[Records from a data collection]
##############################

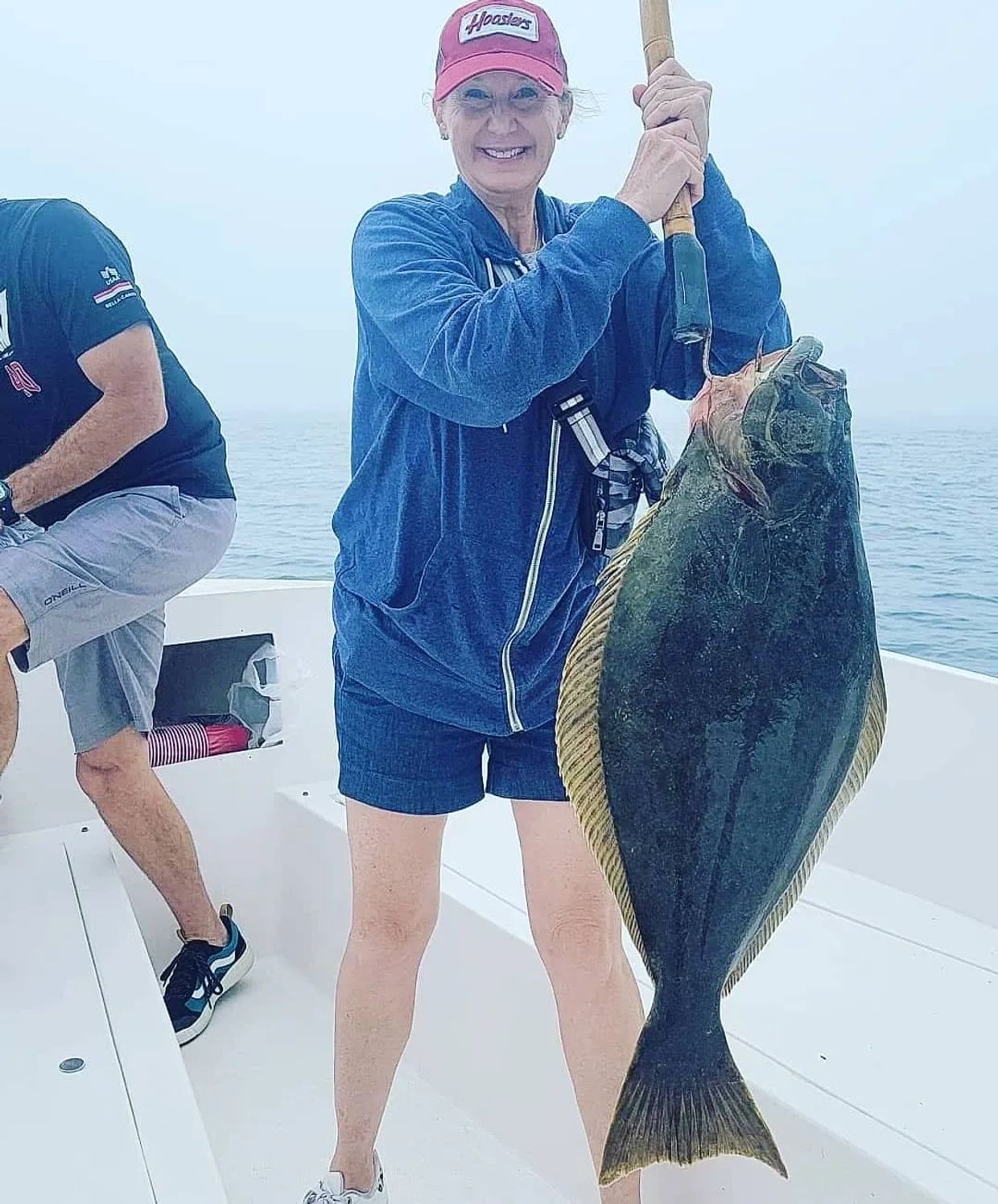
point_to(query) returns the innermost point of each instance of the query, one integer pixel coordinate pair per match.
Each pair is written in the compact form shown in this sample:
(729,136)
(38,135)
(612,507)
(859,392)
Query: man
(114,497)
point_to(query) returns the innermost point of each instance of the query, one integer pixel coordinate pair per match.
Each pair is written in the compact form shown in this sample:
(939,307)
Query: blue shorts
(398,761)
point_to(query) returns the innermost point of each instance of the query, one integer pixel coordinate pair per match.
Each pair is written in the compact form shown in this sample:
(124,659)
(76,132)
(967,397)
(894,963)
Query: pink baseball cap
(500,38)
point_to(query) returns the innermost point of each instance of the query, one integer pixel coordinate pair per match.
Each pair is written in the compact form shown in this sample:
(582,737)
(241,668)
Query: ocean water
(930,524)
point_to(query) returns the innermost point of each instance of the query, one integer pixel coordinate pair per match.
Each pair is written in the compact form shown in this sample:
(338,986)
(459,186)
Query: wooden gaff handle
(656,31)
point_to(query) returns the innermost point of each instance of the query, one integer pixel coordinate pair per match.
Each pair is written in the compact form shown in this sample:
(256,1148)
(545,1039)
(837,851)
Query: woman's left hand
(672,94)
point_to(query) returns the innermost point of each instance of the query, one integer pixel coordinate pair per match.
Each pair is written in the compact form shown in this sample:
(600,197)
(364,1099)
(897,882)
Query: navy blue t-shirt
(67,284)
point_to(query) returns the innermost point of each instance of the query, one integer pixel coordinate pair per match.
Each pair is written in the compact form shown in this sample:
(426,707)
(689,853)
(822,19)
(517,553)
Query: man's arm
(126,369)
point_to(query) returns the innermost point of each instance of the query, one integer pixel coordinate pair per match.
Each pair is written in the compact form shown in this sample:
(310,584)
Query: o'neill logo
(500,19)
(64,592)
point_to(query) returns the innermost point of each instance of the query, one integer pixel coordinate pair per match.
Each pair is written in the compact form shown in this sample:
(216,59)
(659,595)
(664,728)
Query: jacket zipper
(534,572)
(534,575)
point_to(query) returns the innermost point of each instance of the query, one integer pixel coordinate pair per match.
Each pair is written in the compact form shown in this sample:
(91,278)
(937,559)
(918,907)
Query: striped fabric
(179,742)
(189,742)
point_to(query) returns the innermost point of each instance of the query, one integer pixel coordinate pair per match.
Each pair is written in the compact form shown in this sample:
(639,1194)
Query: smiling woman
(508,346)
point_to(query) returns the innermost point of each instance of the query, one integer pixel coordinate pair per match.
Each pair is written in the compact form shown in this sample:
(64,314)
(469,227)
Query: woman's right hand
(668,158)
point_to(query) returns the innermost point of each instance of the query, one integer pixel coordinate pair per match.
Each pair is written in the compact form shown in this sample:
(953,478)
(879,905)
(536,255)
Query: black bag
(637,464)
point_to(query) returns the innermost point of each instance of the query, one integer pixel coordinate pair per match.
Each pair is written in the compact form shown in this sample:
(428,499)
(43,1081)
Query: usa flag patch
(113,291)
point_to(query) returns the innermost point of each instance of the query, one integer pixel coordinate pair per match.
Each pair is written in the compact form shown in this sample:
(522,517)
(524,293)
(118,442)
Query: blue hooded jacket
(463,577)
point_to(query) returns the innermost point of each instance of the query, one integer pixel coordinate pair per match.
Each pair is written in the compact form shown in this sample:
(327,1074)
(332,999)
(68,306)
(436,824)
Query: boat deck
(262,1074)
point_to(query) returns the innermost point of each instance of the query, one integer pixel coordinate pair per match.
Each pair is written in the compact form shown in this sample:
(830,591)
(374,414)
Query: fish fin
(702,1115)
(577,728)
(749,567)
(867,749)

##############################

**Task goal**. Restate the data above verbatim, skipping every image.

**Output for this task**.
point_to(query) returns the innermost point of each instance of the query, one integer pixel coordinate pair per match.
Each pair is written in the compact form shown in this sample:
(729,136)
(38,135)
(612,507)
(859,392)
Query: man
(114,497)
point_to(query) returns the innermost point of each instance of the query, one integer pixel coordinate pair per match.
Each pair is written in the compact form shown in this sample:
(939,307)
Query: blue shorts
(398,761)
point_to(query) returns the innermost point of each instance of the query, one integer pixel coordinate pair per match.
Each pair is written in the compact form shown in this sample:
(124,659)
(76,132)
(967,397)
(894,963)
Query: pink baseball cap
(500,38)
point_to(query) returns the innermost point of each instance of the query, one integer pixel coordinate pair per match.
Each pair is written in the compact form shown in this sample:
(582,737)
(241,668)
Query: ocean water
(930,524)
point_to(query) returns the innermost point of each instance of the query, one integer pixel coordinate pair per match.
Each pair is written in the compact form shown in this sample:
(338,986)
(459,186)
Query: wooden gaff handle
(656,31)
point_to(query) returns the innermost point of each instance of the query, one integer pixel coordinate pair per match.
Each pair is written in the compact form shown in this sample:
(256,1148)
(545,1039)
(837,851)
Query: woman's left hand
(672,94)
point_to(query) returns the innermost point of each instance of the query, one integer pixel coordinate pair per match.
Each pair is written in the compact form shown in this sample:
(600,197)
(364,1099)
(897,882)
Query: navy blue t-shirt
(67,284)
point_to(query) returns the innermost point of each instance of the query, one integer pixel coordinate pair per match.
Each pair is written in the compact form shown in this sample:
(426,707)
(689,853)
(822,19)
(517,553)
Query: man's arm
(126,369)
point_to(query) returns the innermost point of each instance of the query, one integer pixel coordinate pair per match.
Each pair is written in the compact form shown in this sample:
(310,584)
Query: o'neill logo
(500,19)
(64,592)
point_to(query) returns the innermost point of each instance of the query, one integer pixel coordinate pair per match.
Each pair is written in the compact form shown in this sample:
(216,59)
(659,595)
(664,728)
Query: jacket zipper
(534,572)
(534,575)
point_to(query) returns the innermost point of each instance of the query, one integer pixel coordinate pair per match.
Each pair is written in the compact form shown in this sample:
(91,278)
(937,559)
(918,907)
Query: striped fabric
(179,742)
(189,742)
point_to(query) returns the innermost point of each instance of the query, one integer pixel coordinate pair per match.
Each pair is written in the compact form shown in this sample:
(639,1194)
Query: smiling woman
(508,346)
point_to(query) returns the innermost point of each instance of the query, one integer pixel coordinate pair per match.
Each pair is written in the compact form shown in this sample:
(64,314)
(469,227)
Query: woman's right hand
(668,158)
point_to(query) returns the innermost point of each instance of the query, one integer pixel coordinate pair per match.
Each pair is written in the compact form shown in this sample:
(953,478)
(879,905)
(536,255)
Query: black bag
(637,464)
point_to(query) returns the innermost point of each instance of the query, one integer pixel coordinate pair per match.
Each pair is written in the compact form shown in this sample:
(428,499)
(43,1081)
Query: usa flag patch
(113,291)
point_to(query) returns the innermost point of each instance of the query, one integer pixel coordinate pair per match.
Each pair is written in the compact form shown in this sample:
(522,517)
(524,293)
(118,442)
Query: blue hooded jacket
(463,577)
point_to(query) returns the innermost point of each instance of the query, one integer pixel coordinate pair per match.
Each pair is written in the compact form shown in this sample:
(327,1074)
(332,999)
(68,306)
(436,824)
Query: boat deck
(262,1074)
point_to(query) returns the innermost point of each instance of the query, one integer pixel coordinate pair per match.
Each pair is written in the compact form shown in this sample:
(830,591)
(374,414)
Query: fish fin
(702,1115)
(577,728)
(749,567)
(867,749)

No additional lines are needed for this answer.